TASK BRIEF - Repeat the records below exactly as they appear.

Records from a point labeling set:
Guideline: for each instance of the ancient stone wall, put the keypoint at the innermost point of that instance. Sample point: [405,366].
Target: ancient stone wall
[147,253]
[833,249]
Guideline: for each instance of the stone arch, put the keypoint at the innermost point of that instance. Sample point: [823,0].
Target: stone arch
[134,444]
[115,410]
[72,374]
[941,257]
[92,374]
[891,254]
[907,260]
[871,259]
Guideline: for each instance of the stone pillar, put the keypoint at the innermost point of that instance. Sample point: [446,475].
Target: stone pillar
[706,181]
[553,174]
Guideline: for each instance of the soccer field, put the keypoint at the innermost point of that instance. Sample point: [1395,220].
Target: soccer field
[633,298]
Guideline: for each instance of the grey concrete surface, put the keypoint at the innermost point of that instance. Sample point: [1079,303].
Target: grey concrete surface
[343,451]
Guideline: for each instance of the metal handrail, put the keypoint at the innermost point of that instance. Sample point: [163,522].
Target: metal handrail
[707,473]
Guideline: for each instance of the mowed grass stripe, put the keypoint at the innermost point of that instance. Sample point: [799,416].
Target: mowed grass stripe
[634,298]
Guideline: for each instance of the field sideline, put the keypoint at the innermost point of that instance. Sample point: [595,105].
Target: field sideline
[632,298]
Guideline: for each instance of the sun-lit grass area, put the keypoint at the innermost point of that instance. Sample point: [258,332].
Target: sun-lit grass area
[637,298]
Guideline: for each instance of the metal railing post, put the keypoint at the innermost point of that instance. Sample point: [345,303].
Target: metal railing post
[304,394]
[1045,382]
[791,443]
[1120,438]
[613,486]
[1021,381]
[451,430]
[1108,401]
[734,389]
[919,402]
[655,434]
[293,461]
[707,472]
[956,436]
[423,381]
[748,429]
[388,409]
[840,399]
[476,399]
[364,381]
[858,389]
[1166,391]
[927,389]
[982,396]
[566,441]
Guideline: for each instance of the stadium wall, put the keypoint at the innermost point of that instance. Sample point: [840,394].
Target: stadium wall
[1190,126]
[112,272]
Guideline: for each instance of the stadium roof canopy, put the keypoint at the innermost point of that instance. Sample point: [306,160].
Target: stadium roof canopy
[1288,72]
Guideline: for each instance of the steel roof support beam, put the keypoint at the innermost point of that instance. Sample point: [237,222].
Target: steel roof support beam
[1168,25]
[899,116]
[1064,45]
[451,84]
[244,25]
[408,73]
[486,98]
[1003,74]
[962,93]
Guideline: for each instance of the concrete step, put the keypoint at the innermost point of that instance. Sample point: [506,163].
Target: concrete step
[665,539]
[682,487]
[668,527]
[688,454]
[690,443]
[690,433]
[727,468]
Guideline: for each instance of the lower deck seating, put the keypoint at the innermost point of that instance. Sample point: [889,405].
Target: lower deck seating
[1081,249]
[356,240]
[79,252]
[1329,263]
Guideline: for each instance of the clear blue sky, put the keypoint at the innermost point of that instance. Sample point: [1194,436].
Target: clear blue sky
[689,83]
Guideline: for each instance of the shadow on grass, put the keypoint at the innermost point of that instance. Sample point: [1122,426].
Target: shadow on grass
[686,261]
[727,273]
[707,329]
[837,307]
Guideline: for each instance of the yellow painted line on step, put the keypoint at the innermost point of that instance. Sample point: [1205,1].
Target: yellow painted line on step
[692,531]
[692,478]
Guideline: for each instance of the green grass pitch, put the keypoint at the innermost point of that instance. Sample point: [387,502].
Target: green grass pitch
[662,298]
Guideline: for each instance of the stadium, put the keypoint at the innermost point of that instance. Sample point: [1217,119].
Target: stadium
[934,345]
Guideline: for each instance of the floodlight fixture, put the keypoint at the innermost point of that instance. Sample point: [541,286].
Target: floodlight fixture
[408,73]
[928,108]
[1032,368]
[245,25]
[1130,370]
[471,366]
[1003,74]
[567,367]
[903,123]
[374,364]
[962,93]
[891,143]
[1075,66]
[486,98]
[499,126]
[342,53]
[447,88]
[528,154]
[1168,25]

WRITTEN SOLUTION -
Guideline: for each instance of the ancient stone wall, put the keypoint at the innermost point of that instance. Sample point: [405,366].
Target: ancient stone wall
[147,253]
[833,249]
Guideline: for each instance of the stone arch, put the keypoint at the innermost point of that instance. Sample point: [823,0].
Target: stone arch
[134,444]
[115,410]
[72,374]
[941,257]
[92,374]
[891,254]
[907,260]
[871,259]
Guideline: for each instance of the stone pillar, put the keypoint at the innermost point of that instance. Sample point: [446,475].
Target: stone pillar
[706,181]
[553,174]
Guideline: for each instance of the soccer field, put the keypoint at the innermost point of that instance. Sample point: [1395,220].
Target: soccer field
[633,298]
Guideline: for each instance of the grey concrete surface, put the keypoint at the innermost point of that instance. Sample point: [1079,303].
Target: grey concrete surface
[343,451]
Guideline: for each instance of the metal handrail, put the keypoint at the innermost point of that instance. Sample point: [163,522].
Target: metal handrail
[707,473]
Guideline: for each instance of the mowed grass stripe, put the keypoint at the innermost point of that instance. Sample point: [799,416].
Target: mowed grass stripe
[634,298]
Guideline: for each instance of the field sideline, put the keypoint at the innermost point of that instance. Sample point: [595,105].
Target: field sideline
[632,298]
Guideline: for each instance of the sun-lit grass area, put the keypoint at the innermost point of that instance. Sample point: [258,332].
Target: sun-lit grass area
[637,298]
Guideline: for each instance of the metal railing post, put the keypoint at the innermost point of that instance. Sample point: [345,303].
Target: metal railing post
[304,394]
[1045,382]
[791,443]
[1120,438]
[613,486]
[1021,381]
[451,430]
[1108,401]
[734,389]
[919,402]
[655,434]
[293,461]
[707,472]
[956,436]
[423,381]
[748,429]
[388,409]
[840,399]
[476,399]
[364,381]
[858,389]
[1166,391]
[927,389]
[982,396]
[566,441]
Guideline: for each instance of the stadium wall, put the keypoint at the innermost point of that instance. Sample point: [840,394].
Target: stadium wall
[1190,126]
[112,272]
Guideline: for each instance of the stadium roof canopy, put the keypoint at the innermost point of that instance. Sample point: [306,160].
Target: stadium roof canopy
[1288,72]
Guideline: for each instance of the steel roof support beam, put the keypoint at the innermost point of that instance. Sample point: [237,222].
Target: steel roof support beam
[1168,25]
[899,116]
[1064,45]
[451,84]
[244,25]
[408,73]
[486,98]
[1003,74]
[962,93]
Guideline: for each instance of the concrete step, put the keypoint at the innermost point of that instance. Sample point: [506,163].
Target: concrete step
[665,539]
[682,487]
[668,527]
[688,454]
[690,443]
[690,433]
[727,468]
Guideline: for each instance of the lower deck seating, put the keypoint at the innermost point of that instance. Sample point: [889,405].
Target: lower deck seating
[1081,249]
[356,240]
[79,252]
[1329,263]
Guideline: for each instance of the clear blue sky, put the keypoint at the innermost point of that instance. Sample point: [1194,436].
Target: clear blue sky
[689,83]
Guideline: for each instance of the shadow on grass, put the keypoint at the innermost point of that instance. Sample point: [1122,426].
Target: shadow on grass
[686,261]
[727,273]
[707,329]
[837,307]
Guideline: for each instance of the yellow painted line on step, put the keypoint at the innermost point of that instance. Sample point: [1205,1].
Target: yellow painted line on step
[692,531]
[692,478]
Guideline: for each instance of the green grass pitch, put the keypoint at the innermost point of that instance. Sample point: [387,502].
Target: green grass pitch
[662,298]
Guideline: for each instance of the stadium, put the keypoint at the innermost point of that instance. Sample point: [1217,119].
Target: stadium
[934,345]
Guideline: for each instance of the floodlight fixture, put the keypoint at the innermost point of that instance. Sample point: [541,286].
Target: floodlight fixture
[408,73]
[928,108]
[1032,368]
[245,25]
[1130,370]
[471,366]
[1003,74]
[567,367]
[903,123]
[374,364]
[962,93]
[891,143]
[1075,66]
[486,98]
[499,126]
[342,53]
[447,88]
[528,154]
[1168,25]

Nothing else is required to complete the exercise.